Work instruction:
For each line of the listing that holds "light", show the full line.

The data:

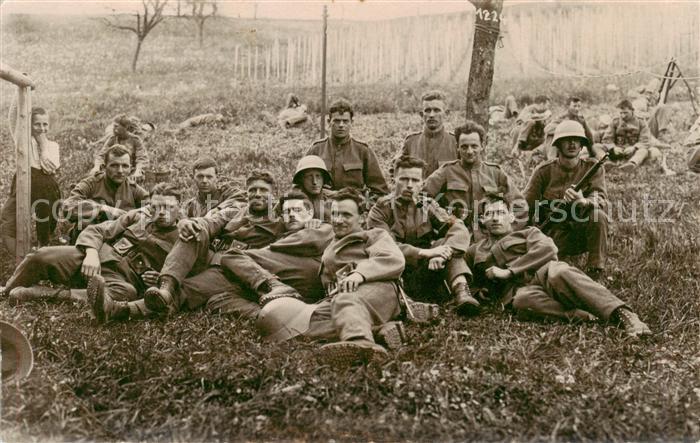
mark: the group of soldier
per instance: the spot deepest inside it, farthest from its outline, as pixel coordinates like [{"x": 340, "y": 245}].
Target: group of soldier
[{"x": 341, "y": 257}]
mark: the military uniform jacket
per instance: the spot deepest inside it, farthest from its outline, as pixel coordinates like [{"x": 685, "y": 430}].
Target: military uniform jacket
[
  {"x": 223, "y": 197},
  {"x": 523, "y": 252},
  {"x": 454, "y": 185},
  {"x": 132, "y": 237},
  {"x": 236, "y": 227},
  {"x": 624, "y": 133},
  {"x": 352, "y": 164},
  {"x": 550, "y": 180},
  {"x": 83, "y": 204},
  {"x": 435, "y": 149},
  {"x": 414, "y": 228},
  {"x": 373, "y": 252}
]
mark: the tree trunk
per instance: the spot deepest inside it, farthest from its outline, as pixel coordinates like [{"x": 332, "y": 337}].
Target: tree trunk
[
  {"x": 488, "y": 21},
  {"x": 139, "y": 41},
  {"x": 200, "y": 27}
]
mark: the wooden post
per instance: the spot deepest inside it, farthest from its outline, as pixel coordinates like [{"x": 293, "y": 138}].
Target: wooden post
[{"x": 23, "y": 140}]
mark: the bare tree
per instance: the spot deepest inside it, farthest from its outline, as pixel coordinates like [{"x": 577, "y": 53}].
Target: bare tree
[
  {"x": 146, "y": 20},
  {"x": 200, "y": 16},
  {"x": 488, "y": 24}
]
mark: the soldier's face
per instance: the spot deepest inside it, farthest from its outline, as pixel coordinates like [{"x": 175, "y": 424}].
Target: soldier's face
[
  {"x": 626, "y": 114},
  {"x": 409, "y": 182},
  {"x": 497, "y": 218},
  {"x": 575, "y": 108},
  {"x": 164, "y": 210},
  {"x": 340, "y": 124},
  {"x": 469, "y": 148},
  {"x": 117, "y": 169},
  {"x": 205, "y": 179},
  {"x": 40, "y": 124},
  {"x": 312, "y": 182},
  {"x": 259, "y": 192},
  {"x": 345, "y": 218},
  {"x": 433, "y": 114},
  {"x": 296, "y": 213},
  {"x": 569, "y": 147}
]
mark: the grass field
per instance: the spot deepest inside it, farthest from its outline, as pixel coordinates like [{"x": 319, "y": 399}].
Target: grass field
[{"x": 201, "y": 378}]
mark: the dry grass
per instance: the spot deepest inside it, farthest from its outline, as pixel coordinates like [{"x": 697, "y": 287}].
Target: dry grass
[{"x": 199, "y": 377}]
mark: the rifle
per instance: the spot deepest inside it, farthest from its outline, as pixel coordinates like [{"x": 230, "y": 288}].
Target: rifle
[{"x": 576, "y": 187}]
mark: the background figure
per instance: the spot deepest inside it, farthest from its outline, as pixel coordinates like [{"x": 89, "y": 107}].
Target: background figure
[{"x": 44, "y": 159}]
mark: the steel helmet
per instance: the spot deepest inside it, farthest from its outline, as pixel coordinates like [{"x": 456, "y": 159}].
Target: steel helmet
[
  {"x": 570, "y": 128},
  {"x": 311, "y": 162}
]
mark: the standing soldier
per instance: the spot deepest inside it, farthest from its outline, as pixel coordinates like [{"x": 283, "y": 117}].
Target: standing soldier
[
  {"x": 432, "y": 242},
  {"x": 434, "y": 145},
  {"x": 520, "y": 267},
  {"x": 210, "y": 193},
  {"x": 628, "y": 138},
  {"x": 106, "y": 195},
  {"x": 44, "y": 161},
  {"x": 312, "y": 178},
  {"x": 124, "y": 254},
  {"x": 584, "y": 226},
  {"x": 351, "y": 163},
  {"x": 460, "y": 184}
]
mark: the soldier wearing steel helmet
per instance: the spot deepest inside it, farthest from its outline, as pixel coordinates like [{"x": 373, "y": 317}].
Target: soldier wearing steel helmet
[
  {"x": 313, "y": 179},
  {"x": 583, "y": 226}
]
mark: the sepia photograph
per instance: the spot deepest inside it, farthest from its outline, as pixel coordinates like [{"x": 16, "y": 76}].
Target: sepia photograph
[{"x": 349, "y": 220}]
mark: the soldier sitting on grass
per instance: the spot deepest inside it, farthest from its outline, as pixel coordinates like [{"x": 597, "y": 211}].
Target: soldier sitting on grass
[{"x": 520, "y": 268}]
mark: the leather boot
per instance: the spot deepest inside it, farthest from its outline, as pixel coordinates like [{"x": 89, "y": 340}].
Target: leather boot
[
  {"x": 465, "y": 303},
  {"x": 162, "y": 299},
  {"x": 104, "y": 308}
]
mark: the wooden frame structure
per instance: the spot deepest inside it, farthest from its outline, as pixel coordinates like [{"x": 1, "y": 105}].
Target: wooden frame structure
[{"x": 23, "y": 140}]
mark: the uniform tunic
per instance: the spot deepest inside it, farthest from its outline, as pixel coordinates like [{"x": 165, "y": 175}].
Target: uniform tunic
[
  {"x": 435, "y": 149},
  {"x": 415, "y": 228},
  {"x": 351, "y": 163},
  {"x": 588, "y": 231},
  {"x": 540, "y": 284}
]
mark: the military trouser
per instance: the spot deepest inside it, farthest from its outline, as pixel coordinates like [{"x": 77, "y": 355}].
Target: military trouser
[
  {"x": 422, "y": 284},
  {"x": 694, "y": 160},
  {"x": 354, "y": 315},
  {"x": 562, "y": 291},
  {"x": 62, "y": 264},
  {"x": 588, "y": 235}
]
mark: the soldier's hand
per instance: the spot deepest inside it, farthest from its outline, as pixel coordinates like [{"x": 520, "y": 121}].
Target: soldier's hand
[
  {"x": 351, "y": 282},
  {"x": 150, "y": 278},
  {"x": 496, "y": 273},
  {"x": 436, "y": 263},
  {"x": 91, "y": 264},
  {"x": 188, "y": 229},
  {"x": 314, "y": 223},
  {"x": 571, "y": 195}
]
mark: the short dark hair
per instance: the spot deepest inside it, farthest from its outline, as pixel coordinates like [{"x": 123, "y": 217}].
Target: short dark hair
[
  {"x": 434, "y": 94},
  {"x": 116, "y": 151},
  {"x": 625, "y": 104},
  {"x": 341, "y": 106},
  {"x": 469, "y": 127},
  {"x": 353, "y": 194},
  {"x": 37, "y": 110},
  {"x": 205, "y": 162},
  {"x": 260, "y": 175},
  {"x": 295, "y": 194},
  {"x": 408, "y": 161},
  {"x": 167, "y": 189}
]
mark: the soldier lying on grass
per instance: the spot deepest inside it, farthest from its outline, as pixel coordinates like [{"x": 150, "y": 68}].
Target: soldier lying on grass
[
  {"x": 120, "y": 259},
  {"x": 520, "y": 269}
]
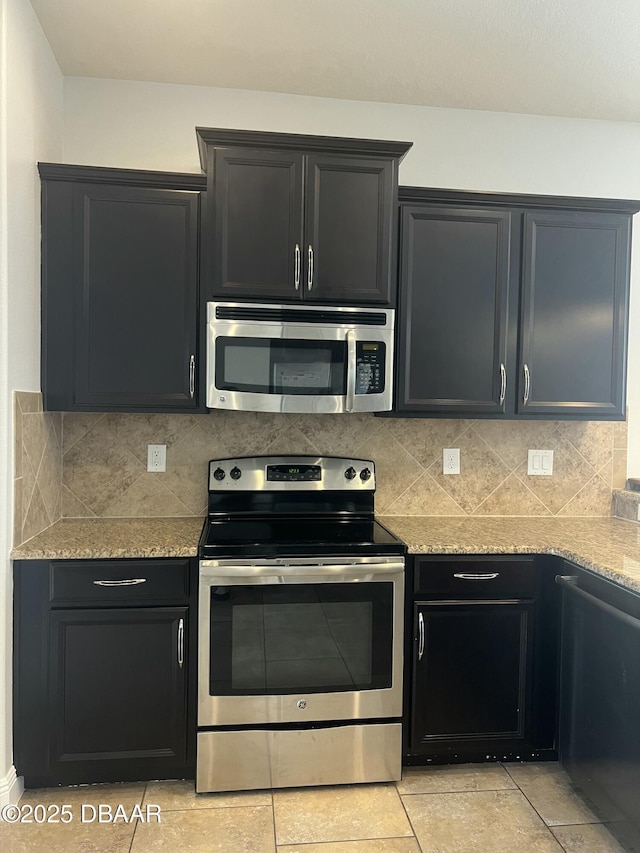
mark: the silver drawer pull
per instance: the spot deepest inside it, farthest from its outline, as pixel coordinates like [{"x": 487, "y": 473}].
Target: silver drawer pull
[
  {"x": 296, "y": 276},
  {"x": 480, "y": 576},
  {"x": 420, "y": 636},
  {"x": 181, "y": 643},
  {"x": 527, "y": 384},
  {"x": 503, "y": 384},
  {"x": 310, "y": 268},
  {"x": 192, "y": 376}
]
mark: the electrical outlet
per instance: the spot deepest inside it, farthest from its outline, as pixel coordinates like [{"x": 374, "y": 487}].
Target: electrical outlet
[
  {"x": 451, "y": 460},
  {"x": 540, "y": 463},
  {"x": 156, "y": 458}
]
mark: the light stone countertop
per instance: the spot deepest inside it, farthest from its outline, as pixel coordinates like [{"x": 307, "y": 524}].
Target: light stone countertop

Output below:
mark: the light stone countertop
Target: light stone countertop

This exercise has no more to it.